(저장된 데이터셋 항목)
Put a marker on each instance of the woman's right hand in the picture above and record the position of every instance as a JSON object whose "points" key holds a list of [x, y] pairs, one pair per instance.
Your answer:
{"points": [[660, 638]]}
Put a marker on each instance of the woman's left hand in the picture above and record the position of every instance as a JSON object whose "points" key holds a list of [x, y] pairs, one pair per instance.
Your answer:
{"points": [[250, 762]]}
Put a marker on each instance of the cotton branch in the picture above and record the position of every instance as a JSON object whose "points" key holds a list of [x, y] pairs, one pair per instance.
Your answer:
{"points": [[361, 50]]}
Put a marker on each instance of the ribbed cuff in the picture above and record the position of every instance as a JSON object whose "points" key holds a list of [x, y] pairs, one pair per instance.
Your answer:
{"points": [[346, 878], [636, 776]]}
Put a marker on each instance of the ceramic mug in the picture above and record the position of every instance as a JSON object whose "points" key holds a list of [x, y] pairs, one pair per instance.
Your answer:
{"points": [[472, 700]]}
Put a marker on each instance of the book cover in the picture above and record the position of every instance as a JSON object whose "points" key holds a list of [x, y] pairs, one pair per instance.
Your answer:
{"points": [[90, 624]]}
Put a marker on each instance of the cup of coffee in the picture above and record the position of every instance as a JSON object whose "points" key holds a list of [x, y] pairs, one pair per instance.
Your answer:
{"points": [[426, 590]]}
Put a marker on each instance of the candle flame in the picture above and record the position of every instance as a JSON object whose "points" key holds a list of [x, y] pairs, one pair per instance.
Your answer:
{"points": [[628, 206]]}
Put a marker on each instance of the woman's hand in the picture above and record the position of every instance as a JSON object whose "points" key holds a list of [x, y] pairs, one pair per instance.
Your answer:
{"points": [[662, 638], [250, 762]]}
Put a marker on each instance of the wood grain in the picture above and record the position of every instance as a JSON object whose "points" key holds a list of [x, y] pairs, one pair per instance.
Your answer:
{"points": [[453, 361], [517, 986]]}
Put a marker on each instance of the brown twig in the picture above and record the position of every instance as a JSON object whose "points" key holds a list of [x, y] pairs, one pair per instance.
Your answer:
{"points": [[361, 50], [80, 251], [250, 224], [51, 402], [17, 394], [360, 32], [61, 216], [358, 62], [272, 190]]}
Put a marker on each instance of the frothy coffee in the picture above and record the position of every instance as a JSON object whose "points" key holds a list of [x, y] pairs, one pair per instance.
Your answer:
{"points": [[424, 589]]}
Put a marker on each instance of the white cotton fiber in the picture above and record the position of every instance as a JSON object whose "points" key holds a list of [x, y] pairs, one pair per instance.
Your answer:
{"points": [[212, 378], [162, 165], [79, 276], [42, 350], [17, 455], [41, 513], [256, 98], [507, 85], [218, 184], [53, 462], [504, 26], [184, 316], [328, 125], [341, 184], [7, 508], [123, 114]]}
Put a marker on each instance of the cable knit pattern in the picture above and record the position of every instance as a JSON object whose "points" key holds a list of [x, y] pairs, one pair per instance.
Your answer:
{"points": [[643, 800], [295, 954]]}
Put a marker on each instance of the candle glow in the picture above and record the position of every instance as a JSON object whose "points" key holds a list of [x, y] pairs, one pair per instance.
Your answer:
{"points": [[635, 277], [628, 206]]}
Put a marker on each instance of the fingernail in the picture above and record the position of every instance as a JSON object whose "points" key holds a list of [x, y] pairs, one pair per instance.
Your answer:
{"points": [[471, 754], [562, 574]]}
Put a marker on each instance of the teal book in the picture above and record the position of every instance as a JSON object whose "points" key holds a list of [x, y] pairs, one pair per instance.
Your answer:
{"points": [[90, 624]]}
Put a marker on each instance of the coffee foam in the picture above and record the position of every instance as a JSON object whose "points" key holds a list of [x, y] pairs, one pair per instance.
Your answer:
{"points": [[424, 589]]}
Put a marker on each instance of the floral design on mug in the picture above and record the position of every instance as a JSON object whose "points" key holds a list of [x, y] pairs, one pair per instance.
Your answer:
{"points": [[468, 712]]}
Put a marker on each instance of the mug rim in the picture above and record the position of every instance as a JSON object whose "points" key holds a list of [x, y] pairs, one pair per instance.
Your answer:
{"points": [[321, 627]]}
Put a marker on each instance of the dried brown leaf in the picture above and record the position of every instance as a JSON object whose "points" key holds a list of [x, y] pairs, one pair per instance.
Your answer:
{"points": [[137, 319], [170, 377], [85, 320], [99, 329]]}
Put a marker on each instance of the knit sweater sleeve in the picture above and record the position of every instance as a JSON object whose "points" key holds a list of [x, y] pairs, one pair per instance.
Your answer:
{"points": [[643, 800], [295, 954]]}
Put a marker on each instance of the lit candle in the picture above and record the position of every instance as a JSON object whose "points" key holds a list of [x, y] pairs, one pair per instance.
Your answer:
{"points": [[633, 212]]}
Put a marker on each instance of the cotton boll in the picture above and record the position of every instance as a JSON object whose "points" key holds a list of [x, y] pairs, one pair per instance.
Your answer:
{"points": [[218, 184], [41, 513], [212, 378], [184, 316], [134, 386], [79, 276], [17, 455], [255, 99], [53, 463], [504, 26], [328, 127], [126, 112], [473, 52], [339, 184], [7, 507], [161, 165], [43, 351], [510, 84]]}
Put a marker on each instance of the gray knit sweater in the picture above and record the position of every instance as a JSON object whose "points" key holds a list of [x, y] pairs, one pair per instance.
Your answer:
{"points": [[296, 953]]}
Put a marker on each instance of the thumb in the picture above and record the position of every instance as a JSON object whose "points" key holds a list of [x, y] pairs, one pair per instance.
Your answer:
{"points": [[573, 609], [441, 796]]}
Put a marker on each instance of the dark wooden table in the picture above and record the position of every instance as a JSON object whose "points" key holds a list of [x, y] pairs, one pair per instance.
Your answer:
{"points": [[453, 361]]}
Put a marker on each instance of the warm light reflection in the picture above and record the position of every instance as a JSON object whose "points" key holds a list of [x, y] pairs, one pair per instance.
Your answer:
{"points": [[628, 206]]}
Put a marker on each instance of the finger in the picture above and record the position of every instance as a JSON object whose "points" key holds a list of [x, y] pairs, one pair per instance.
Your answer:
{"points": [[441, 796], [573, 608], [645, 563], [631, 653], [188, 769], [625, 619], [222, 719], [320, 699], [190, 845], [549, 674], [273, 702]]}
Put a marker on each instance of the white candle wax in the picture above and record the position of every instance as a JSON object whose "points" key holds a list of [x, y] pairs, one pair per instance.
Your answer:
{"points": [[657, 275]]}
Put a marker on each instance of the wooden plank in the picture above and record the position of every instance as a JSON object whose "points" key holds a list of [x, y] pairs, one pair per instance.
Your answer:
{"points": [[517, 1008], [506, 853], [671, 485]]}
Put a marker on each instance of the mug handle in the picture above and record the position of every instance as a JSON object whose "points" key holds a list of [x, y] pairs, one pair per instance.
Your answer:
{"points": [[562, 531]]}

* * *

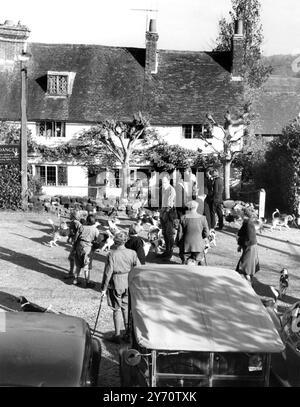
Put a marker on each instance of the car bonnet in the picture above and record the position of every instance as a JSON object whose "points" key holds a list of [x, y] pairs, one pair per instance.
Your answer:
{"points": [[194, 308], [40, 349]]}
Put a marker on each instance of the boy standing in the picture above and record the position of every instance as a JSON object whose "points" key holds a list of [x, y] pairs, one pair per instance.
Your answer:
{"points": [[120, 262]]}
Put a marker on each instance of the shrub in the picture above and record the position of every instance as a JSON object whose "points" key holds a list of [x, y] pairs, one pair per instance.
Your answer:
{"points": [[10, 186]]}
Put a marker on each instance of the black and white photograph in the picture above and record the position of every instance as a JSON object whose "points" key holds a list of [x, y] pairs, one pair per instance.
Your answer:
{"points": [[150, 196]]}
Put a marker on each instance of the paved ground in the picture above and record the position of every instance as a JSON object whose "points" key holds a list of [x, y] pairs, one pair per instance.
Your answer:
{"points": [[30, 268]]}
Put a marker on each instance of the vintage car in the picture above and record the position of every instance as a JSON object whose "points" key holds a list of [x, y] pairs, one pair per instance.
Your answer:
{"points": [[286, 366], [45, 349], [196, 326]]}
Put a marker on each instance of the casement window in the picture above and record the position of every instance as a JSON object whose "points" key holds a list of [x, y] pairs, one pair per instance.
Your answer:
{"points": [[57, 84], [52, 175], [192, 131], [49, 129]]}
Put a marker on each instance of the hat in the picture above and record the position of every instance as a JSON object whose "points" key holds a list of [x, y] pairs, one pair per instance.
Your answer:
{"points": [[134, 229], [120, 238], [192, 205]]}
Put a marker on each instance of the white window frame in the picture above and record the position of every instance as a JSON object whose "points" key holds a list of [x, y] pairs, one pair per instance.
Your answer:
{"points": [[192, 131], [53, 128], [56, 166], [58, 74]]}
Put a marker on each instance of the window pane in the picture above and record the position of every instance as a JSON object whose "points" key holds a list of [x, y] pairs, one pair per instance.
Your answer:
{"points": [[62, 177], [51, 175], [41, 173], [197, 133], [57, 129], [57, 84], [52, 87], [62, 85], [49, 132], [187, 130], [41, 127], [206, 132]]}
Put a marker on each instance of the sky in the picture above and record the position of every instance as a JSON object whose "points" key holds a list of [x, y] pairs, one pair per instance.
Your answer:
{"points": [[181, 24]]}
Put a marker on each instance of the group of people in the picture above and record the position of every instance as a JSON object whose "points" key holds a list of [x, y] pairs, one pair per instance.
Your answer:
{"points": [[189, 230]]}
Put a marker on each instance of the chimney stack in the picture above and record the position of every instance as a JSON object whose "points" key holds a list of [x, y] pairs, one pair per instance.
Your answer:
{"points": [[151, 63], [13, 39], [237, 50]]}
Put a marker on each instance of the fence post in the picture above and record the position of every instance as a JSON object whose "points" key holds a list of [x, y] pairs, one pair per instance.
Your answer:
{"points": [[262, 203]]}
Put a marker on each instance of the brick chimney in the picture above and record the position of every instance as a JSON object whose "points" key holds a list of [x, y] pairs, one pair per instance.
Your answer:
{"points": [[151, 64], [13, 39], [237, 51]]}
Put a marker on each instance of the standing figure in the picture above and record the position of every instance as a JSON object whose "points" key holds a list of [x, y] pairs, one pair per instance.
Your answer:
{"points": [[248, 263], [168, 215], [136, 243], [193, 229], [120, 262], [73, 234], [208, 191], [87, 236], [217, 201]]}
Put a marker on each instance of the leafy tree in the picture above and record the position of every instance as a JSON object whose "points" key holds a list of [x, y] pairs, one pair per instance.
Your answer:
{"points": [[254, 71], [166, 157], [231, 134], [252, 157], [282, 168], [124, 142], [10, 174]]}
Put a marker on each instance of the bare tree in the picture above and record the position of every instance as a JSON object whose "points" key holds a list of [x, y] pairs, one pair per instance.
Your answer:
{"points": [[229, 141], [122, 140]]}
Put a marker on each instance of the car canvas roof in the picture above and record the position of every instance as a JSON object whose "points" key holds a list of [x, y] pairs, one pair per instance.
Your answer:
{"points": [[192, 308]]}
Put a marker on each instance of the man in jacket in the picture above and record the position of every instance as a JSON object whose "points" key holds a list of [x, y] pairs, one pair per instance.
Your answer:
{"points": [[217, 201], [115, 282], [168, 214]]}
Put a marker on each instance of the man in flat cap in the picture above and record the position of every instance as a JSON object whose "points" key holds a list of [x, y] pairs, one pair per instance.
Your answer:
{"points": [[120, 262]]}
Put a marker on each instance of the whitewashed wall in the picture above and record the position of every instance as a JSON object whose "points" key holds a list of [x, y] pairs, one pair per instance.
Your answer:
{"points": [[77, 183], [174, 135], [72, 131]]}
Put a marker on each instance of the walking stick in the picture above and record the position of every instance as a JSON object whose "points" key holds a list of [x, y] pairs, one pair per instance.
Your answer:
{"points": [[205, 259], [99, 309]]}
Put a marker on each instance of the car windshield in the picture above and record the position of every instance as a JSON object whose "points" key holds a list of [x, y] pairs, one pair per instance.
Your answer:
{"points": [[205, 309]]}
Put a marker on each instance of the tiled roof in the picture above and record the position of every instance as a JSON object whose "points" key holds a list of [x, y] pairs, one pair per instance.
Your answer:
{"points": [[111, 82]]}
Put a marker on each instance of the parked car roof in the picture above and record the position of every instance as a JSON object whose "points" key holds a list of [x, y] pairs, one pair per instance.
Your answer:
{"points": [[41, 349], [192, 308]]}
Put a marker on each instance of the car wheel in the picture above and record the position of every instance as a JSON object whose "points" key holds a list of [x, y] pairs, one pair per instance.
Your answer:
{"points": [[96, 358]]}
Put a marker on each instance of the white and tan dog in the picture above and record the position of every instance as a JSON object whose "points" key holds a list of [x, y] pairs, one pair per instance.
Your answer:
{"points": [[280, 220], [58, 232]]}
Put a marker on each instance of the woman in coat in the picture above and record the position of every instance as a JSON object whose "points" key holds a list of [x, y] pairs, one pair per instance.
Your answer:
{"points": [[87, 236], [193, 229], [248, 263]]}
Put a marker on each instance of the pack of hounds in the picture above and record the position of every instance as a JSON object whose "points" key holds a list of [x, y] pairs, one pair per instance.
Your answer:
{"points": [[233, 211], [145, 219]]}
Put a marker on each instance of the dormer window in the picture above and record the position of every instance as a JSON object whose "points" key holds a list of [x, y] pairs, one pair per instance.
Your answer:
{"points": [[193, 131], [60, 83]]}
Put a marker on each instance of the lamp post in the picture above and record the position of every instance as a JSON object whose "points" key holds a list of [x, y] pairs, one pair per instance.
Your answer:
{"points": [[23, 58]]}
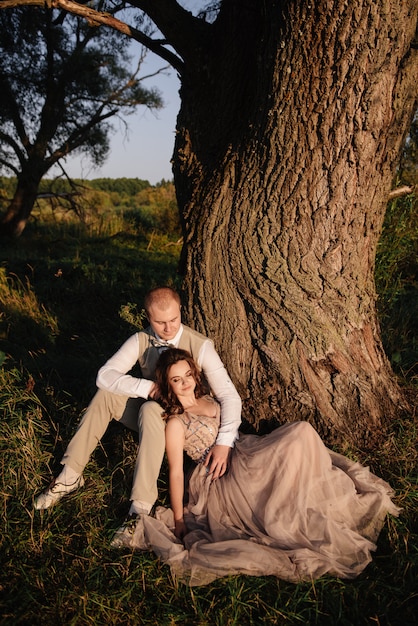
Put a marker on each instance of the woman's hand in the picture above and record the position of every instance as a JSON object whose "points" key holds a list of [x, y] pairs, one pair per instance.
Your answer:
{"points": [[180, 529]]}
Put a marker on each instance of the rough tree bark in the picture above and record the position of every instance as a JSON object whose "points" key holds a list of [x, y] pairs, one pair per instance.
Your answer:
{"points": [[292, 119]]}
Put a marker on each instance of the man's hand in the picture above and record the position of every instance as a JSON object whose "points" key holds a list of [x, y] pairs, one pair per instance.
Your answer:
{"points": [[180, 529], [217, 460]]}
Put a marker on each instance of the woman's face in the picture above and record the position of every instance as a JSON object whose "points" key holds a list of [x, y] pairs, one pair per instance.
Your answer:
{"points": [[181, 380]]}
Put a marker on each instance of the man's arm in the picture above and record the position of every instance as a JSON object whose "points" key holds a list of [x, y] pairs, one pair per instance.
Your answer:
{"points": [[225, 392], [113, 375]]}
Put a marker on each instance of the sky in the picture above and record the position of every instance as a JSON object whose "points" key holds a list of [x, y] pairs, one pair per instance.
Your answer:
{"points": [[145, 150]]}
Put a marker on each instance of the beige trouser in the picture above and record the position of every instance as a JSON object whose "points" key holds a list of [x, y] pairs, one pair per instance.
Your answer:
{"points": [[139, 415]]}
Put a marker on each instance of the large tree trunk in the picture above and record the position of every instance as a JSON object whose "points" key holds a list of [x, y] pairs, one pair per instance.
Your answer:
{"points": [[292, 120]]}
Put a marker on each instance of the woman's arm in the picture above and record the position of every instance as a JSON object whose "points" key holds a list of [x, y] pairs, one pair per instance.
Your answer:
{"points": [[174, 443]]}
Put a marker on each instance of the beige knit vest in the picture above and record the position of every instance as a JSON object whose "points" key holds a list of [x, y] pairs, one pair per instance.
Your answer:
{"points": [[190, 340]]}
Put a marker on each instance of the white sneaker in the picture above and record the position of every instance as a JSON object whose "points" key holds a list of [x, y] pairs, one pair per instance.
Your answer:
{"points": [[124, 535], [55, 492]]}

과제 지시문:
위 항목 가운데 "post"라는 단어가 들어 있는 줄을 빠짐없이 골라 반환하시오. 대문자와 소문자는 구별한다.

완성된 과제:
Put a marker on each instance of the fence post in the picture above and record the position of every instance as a JSON object whose "points" key holds a list of [x, y] pairs, one pair per instance.
Put a marker on each instance of the lamp post in the picture above and record the position of every instance as a JSON object whose "points" key holds a list of [x, y] pairs, one pair per instance.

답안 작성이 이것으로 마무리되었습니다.